Write out the material exactly, leaving every picture behind.

+++ GIVEN DATA +++

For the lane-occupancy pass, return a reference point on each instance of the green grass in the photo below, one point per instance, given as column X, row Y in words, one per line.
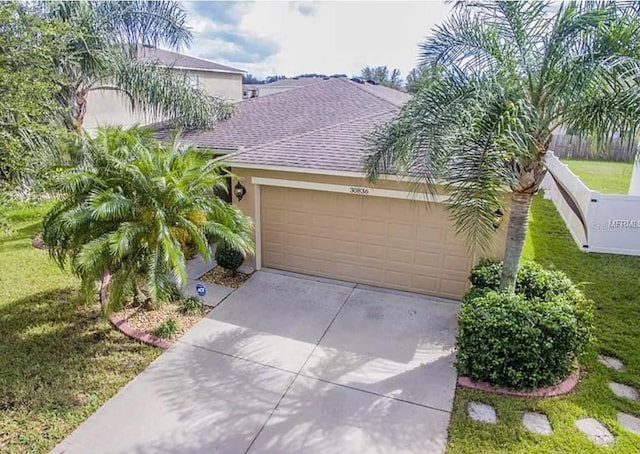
column 58, row 361
column 603, row 176
column 613, row 282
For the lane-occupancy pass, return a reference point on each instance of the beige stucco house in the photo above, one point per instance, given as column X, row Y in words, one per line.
column 112, row 107
column 298, row 154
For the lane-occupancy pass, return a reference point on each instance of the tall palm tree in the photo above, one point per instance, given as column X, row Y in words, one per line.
column 104, row 56
column 127, row 211
column 504, row 76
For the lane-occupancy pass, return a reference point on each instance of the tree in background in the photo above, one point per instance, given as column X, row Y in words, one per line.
column 502, row 77
column 127, row 212
column 30, row 48
column 271, row 79
column 109, row 35
column 414, row 79
column 383, row 76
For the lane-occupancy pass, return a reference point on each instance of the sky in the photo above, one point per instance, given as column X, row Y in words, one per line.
column 329, row 37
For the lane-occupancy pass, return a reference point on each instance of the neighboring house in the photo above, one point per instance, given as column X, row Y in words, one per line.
column 272, row 88
column 113, row 107
column 298, row 155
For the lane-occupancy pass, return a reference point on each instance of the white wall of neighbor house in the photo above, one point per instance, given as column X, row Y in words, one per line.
column 109, row 107
column 634, row 186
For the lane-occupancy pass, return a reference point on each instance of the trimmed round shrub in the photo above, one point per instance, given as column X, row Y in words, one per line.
column 229, row 257
column 507, row 340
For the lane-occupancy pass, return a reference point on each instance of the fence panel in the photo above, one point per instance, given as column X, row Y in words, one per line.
column 597, row 222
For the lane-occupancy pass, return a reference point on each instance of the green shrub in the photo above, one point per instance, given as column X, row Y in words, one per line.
column 191, row 306
column 229, row 257
column 486, row 274
column 166, row 329
column 507, row 340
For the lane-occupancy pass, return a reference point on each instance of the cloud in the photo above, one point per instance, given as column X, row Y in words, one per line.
column 271, row 37
column 219, row 12
column 238, row 47
column 219, row 36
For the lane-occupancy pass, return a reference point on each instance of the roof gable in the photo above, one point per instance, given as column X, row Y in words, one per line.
column 267, row 119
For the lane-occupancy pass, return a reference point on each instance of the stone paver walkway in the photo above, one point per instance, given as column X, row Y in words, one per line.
column 538, row 423
column 623, row 391
column 611, row 362
column 482, row 412
column 595, row 431
column 629, row 422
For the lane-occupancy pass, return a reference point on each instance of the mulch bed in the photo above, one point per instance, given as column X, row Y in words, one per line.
column 220, row 276
column 148, row 320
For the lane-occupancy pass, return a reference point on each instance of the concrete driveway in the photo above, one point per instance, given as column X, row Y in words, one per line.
column 289, row 364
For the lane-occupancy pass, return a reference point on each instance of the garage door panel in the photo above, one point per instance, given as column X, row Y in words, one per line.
column 430, row 234
column 373, row 240
column 400, row 255
column 374, row 227
column 374, row 205
column 452, row 262
column 373, row 251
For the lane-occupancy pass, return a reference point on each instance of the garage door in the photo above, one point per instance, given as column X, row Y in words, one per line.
column 393, row 243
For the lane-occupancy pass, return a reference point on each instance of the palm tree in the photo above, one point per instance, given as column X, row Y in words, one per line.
column 383, row 76
column 127, row 211
column 505, row 75
column 104, row 56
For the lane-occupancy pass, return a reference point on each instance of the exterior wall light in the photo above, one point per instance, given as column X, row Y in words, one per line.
column 239, row 191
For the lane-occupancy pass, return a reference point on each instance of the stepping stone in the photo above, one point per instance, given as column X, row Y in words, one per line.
column 631, row 423
column 536, row 423
column 482, row 412
column 596, row 432
column 611, row 362
column 623, row 391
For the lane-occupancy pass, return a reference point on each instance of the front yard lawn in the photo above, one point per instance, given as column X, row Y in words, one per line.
column 58, row 362
column 603, row 176
column 613, row 282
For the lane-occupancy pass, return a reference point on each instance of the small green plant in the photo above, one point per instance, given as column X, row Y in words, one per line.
column 506, row 340
column 166, row 329
column 229, row 257
column 191, row 306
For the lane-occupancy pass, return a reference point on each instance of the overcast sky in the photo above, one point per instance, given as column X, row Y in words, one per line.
column 279, row 37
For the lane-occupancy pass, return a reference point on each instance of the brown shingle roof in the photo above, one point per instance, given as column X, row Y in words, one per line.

+++

** RESULT FOR THIS EXERCISE **
For the lane-occupancy pass, return a reference point on each instance of the green grass in the photo below, one point per instance, given as column X, row Y in words, one per line.
column 58, row 361
column 603, row 176
column 613, row 282
For the lane-occupancy pass, return a reference point on each instance of the beige stucco house in the photo above, one point per instance, given as column X, row Y in words, one per line.
column 112, row 107
column 298, row 154
For the lane-occupancy pass, return a reference point on each instance of the tall palm tree in the photo above, one point per instance, given as column X, row Y in words, one per line.
column 104, row 56
column 127, row 211
column 504, row 76
For the lane-occupancy pass, return a reference point on each instance of the tree in background in the photo above, one point per instance, given as column X, row Y in words, one per line.
column 502, row 77
column 127, row 212
column 30, row 48
column 271, row 79
column 109, row 35
column 414, row 79
column 383, row 76
For the lane-occupancy pass, return a reference point on each instance of the sky in the photo above, one point per instance, given as column X, row Y in words, one per line.
column 329, row 37
For the lane-occupancy pass, return a reference point on each instance of the neighboring house in the photo above, one point per instance, given as column X, row Y in words, one per line.
column 272, row 88
column 113, row 107
column 298, row 155
For the lane-occupancy pass, return a reference point on each instance of the white wall of neighbor house in the photo above, one point per instance, given as column X, row Y in words, one per line.
column 109, row 107
column 634, row 186
For the lane-occupancy pass, return a reference point on each instance of the trimmed round shrub in the photo above, one point per instance, given as column X, row Y in words, one per line.
column 229, row 257
column 507, row 340
For the lane-occupancy pass, return a reference point on each instance of the fence panel in the photo above, one point per instance, given as column X, row Y in words, one per line.
column 597, row 222
For the lane-occupancy pass, return a reference point on each instance of the green shrub in the photo above, one point per instance, given as column X, row Y in words, one per line.
column 191, row 306
column 229, row 257
column 486, row 274
column 166, row 329
column 507, row 340
For the lane-occupancy pass, return a reference point on each instance of the cloud in the photo above, one point per instance, given as column X, row Y in words, one per line.
column 271, row 37
column 219, row 12
column 238, row 47
column 219, row 36
For the lane-occupancy pass, return a reference point on each instance of the roof gable in the photo above, one point per instance, given as column X, row Y in words, one per line.
column 267, row 119
For the lane-occupancy pass, return a reference point on each instance of the stone paver walkway in the photo above, one point per instance, given as column X, row Y in words, one per line.
column 538, row 423
column 623, row 391
column 611, row 362
column 482, row 412
column 595, row 431
column 629, row 422
For the lane-occupancy pass, return a reference point on each instance of the mulch bed in the photo above, one point per instance, given as column X, row Y in words, one per line.
column 220, row 276
column 148, row 320
For the lane-occupancy pass, return a reference point on each instance of the concrete driveway in the photo above, one point per instance, given as column X, row Y in words, one per line.
column 289, row 364
For the lane-occupancy pass, return a reference point on each instance of the garage door panel in the photo above, one point per instance, given as column X, row Y in words, one per line.
column 430, row 234
column 373, row 240
column 400, row 255
column 374, row 227
column 374, row 205
column 452, row 262
column 373, row 251
For the lane-occupancy pass, return a reference point on each instance of the garage door in the photo above, one point per instance, given as column X, row Y in words, one per line.
column 393, row 243
For the lane-occupancy pass, return a reference point on each instance of the palm tree in the photo above, one point per instance, given as column X, row Y in words, one per line.
column 383, row 76
column 127, row 211
column 505, row 75
column 104, row 56
For the lane-occupancy pass, return a reference point on each instance of the exterior wall light in the photo above, one point per instance, given as column X, row Y in words, one per line.
column 239, row 191
For the lane-occupancy pass, return a reference point on each instance of the stepping stone in the photo above, one point per instance, given as column X, row Y in words, one per line.
column 631, row 423
column 536, row 423
column 482, row 412
column 596, row 432
column 611, row 362
column 623, row 391
For the lane-occupancy pass, return a reference point on each instance of the front yard lawn in the photo above, one point per instance, given as column X, row Y in words, one per line.
column 58, row 362
column 603, row 176
column 613, row 282
For the lane-occupancy pass, return a reference point on each instance of the small green plant in the photo above, one point per instance, given as column X, row Y in words, one per line.
column 506, row 340
column 166, row 329
column 229, row 257
column 191, row 306
For the lane-occupancy pass, return a reference point on each instance of the overcast sky in the photo above, one point per instance, given as column X, row Y in words, one per line.
column 279, row 37
For the lane-occupancy pass, return a reference point on each instance of the brown shingle roof in the photo above, one point per instance, given as column X, row Y in words, one per line.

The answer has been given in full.